- **TEXT BLOCK**:
+++

If I can I'll take a look at the code later on, but to be honest I'm a bit
stumped by this.
I changed the httpstatus check to just 'httpstatus;http://...';. I adjusted the
filename in the analysis.cfg file too. Seems to have made no difference though.

I ran xymond with the '--debug' option, but again could not see anything
relevant about the DS.

Now trying to find out where all this happens in the code... :-(
Can you run xymond_rrd with --debug mode? Specifically, the one reading from the "status" channel.

This is responsible for taking the incoming data point and turning it into a "modify" message, so if there's a parsing problem it should show up either at the time of the http message receipt or on initial load as it's importing the rules to begin with.

If a "modify" message is properly being sent out, then it's possible the host+svc combination it's being tagged with is incorrect.

+++

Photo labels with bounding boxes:
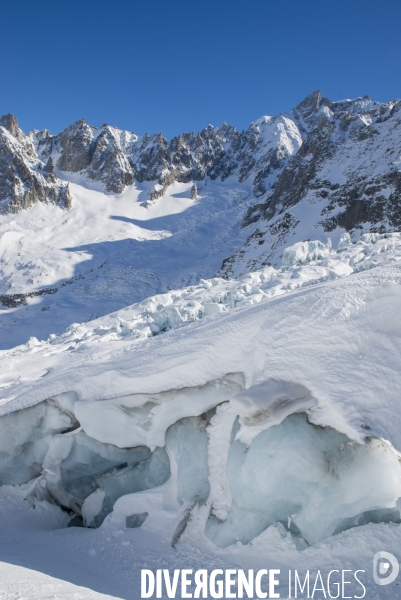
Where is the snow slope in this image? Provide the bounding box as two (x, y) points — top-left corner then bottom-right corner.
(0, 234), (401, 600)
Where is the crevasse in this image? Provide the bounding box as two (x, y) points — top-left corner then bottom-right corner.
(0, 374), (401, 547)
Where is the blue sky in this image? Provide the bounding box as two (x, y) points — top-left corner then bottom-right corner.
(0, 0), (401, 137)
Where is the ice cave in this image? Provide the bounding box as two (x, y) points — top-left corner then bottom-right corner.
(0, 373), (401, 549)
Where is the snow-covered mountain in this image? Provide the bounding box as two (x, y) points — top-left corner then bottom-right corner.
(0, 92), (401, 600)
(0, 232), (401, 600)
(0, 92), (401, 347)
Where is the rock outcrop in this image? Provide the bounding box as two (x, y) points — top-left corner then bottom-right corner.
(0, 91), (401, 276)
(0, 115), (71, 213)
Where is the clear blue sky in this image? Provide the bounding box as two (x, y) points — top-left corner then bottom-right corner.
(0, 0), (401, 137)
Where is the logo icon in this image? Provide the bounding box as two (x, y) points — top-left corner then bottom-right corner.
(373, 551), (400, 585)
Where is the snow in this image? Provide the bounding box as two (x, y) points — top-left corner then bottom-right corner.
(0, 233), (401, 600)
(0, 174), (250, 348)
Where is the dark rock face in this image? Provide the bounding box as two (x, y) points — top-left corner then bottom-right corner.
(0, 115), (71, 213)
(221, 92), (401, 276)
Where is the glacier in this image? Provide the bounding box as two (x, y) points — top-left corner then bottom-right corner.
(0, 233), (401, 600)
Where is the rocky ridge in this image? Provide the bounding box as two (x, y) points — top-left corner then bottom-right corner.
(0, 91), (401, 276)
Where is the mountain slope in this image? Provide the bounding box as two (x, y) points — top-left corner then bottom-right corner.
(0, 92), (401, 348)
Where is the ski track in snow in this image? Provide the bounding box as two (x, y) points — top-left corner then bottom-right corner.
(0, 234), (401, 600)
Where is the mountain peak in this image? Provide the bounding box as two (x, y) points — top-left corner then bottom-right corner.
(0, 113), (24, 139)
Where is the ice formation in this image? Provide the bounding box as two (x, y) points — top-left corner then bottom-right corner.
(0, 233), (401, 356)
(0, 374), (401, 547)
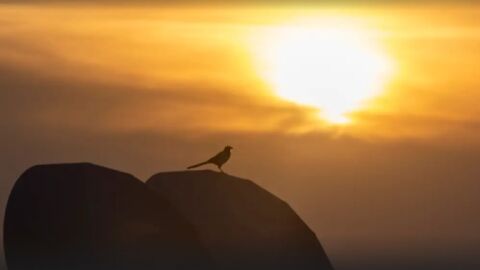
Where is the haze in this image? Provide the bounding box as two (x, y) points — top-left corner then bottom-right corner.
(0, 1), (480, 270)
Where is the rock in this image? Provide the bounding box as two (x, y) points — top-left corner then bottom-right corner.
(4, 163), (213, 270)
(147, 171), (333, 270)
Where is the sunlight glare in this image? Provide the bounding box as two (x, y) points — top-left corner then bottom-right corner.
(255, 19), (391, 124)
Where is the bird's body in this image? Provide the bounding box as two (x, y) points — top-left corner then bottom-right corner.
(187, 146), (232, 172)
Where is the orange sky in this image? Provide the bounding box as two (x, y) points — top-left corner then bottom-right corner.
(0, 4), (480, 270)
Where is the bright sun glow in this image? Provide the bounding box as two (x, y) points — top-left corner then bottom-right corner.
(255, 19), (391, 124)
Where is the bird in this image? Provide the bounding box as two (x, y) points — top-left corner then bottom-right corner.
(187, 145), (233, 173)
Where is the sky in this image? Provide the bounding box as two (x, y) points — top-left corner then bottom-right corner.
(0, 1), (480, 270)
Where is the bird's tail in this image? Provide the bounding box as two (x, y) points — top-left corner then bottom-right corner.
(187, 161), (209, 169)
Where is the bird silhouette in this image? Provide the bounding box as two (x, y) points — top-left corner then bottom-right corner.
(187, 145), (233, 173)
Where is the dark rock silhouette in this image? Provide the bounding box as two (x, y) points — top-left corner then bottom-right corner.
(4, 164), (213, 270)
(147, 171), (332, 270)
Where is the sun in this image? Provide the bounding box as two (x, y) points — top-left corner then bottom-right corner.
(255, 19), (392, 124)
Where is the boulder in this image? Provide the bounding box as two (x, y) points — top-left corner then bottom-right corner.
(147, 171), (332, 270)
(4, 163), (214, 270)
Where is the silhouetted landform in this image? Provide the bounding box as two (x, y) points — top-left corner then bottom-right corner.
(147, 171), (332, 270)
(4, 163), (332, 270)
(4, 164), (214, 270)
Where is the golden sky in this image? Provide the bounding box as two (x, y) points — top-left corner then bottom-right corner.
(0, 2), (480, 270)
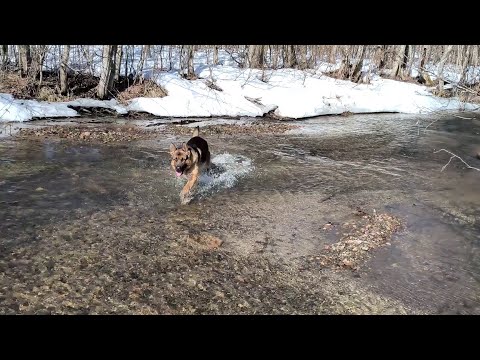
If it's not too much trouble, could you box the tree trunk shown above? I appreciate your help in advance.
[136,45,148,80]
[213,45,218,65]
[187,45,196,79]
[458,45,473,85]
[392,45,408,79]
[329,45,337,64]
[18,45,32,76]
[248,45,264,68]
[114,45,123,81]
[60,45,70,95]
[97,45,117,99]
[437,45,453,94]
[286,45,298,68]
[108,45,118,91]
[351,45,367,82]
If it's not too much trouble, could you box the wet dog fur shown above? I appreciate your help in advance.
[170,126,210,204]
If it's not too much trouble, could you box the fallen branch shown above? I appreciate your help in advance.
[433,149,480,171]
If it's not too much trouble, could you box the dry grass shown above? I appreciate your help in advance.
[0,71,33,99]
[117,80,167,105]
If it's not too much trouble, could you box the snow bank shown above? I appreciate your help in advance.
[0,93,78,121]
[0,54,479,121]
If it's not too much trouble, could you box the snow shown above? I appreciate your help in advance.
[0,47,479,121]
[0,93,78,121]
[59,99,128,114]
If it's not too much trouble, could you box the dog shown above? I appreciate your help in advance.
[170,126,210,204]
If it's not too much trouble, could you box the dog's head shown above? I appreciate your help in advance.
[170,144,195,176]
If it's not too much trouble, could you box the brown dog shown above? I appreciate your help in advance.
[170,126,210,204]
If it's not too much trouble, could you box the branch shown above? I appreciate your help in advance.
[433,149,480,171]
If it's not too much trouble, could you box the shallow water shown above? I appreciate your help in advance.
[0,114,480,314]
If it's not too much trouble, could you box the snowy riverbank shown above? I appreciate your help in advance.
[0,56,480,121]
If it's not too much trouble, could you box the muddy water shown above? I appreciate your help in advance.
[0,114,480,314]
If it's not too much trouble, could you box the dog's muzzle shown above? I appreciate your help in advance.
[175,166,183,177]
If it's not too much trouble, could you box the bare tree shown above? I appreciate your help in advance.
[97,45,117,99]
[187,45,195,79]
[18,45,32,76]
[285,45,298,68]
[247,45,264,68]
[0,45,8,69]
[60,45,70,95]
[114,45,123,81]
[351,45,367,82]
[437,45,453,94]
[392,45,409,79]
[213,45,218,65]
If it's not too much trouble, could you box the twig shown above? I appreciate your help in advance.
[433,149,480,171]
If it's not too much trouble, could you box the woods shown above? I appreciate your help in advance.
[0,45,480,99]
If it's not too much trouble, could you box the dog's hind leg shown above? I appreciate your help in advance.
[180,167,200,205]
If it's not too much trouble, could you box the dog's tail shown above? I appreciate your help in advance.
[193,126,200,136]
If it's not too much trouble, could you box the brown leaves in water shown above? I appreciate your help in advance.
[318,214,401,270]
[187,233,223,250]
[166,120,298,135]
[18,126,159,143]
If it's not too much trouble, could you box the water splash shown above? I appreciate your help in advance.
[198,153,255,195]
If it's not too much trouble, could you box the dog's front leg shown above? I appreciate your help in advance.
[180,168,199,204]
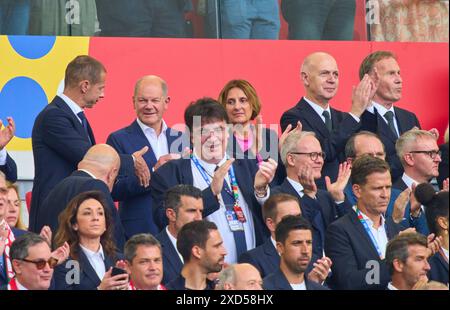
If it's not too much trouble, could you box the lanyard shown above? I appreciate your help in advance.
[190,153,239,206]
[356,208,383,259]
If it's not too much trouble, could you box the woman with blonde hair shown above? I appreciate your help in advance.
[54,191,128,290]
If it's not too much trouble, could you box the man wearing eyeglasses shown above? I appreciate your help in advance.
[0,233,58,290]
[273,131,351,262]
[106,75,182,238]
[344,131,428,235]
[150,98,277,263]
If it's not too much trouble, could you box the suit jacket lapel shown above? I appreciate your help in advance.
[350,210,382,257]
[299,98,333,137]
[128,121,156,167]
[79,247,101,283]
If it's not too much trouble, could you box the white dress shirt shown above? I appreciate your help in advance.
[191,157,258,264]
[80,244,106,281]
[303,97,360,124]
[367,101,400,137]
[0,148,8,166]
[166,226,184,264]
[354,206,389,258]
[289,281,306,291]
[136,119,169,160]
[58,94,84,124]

+++

- **WORK TO BE COMPLETED**:
List every distinct term that the xymond troubleshooting text places inside quotation marks.

- **SOLUTION FOR THIS EXERCISE**:
httpstatus;http://...
--debug
status
modify